SUPPLIED INFORMATION:

□ □ □ □ □ □ □

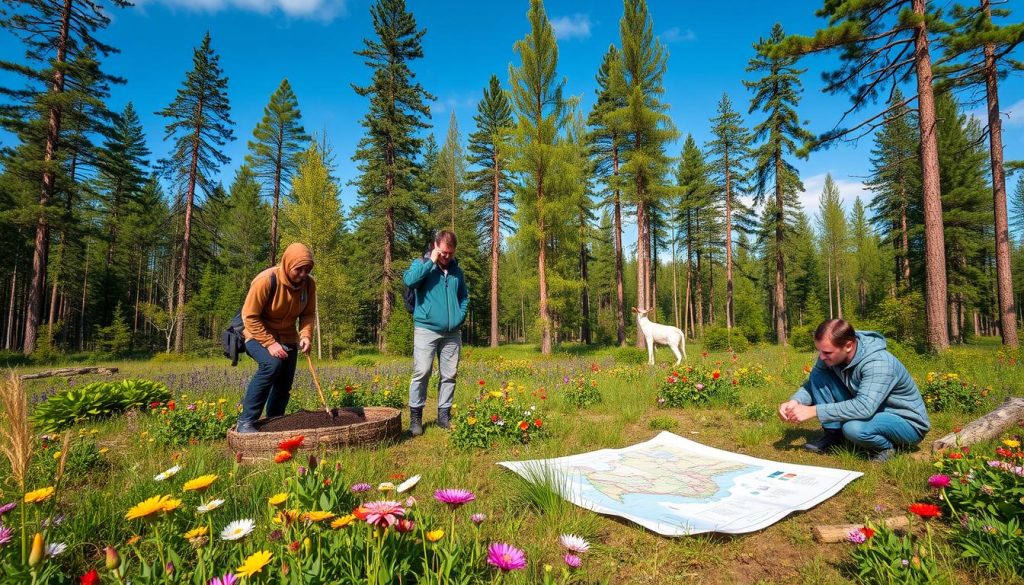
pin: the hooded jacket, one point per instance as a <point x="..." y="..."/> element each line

□ □ □ □ □ □ □

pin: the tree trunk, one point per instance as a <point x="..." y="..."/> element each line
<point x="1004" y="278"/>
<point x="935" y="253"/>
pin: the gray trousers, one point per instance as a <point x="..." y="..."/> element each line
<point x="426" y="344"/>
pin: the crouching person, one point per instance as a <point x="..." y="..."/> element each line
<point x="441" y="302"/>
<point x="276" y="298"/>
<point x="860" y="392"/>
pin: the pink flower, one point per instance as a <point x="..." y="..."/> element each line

□ □ □ □ □ □ □

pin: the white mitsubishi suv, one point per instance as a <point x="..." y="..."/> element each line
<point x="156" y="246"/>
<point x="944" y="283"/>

□ □ □ □ □ □ □

PROBLEM: From the material above, set down exactly the lines starting at the one with "pin: the crouching" and ending at the one with "pin: the pink", end lines included.

SOLUTION BELOW:
pin: the crouching person, one point per instance as a <point x="..." y="..."/> element each line
<point x="441" y="302"/>
<point x="276" y="298"/>
<point x="860" y="392"/>
pin: the pink flower, one point per instance as a <point x="..." y="..."/> element each line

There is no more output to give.